§ Task instructions
Rewrite the part of the records below that opens with the line containing "Where can the beige" and closes at the end of the records, replacing "beige" with "cream" and keeping everything else the same. Return only that part.

§ Input data
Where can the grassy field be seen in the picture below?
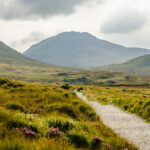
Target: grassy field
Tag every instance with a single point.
(133, 99)
(40, 116)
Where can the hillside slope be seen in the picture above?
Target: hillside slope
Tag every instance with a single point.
(140, 65)
(75, 49)
(10, 56)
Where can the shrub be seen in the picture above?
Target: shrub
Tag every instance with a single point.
(68, 109)
(80, 89)
(66, 86)
(96, 141)
(21, 121)
(5, 81)
(54, 132)
(15, 106)
(61, 123)
(78, 139)
(87, 110)
(28, 133)
(4, 115)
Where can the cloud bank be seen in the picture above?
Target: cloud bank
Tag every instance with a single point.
(29, 9)
(124, 22)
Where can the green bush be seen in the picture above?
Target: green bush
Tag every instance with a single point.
(61, 123)
(20, 120)
(78, 139)
(5, 81)
(66, 86)
(15, 106)
(87, 110)
(68, 109)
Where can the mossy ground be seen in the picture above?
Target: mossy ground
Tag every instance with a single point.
(39, 107)
(133, 99)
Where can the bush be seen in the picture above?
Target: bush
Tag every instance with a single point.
(66, 86)
(78, 139)
(15, 106)
(87, 110)
(19, 120)
(67, 109)
(61, 123)
(96, 141)
(80, 89)
(5, 81)
(54, 132)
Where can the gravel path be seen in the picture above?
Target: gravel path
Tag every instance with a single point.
(128, 126)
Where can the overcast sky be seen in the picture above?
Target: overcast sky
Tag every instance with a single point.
(25, 22)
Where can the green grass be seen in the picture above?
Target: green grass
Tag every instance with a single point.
(132, 99)
(40, 108)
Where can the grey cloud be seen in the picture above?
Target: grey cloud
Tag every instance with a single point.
(124, 21)
(25, 9)
(35, 36)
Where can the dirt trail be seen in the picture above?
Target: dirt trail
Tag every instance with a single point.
(128, 126)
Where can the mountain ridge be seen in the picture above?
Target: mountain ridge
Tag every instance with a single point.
(9, 55)
(81, 49)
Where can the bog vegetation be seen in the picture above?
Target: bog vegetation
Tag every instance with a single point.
(132, 99)
(50, 117)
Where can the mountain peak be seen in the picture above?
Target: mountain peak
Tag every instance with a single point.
(81, 49)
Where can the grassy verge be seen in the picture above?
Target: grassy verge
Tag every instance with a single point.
(133, 99)
(48, 117)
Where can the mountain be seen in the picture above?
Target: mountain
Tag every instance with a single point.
(11, 56)
(140, 65)
(75, 49)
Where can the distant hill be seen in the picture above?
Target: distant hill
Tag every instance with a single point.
(140, 65)
(10, 56)
(75, 49)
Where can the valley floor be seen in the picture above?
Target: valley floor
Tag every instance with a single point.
(126, 125)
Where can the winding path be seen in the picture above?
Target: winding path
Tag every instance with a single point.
(128, 126)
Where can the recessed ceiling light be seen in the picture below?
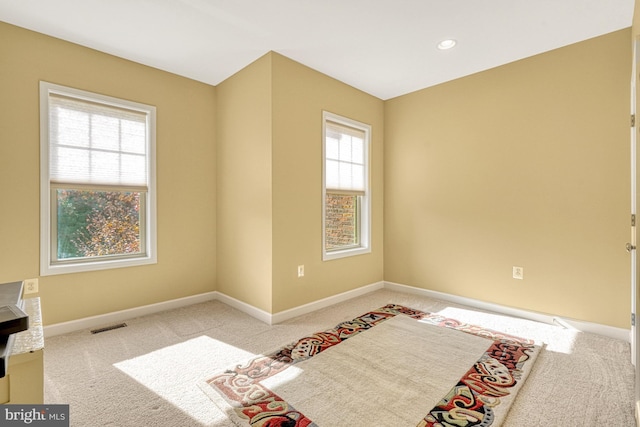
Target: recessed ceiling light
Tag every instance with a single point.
(446, 44)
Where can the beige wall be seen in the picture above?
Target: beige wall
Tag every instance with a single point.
(525, 164)
(185, 176)
(270, 185)
(300, 94)
(244, 229)
(522, 165)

§ Written solution
Where can the cream wall be seen in the picture above?
Target: cream wall
Tag every instance with a single point.
(525, 164)
(185, 176)
(270, 185)
(300, 94)
(244, 229)
(522, 165)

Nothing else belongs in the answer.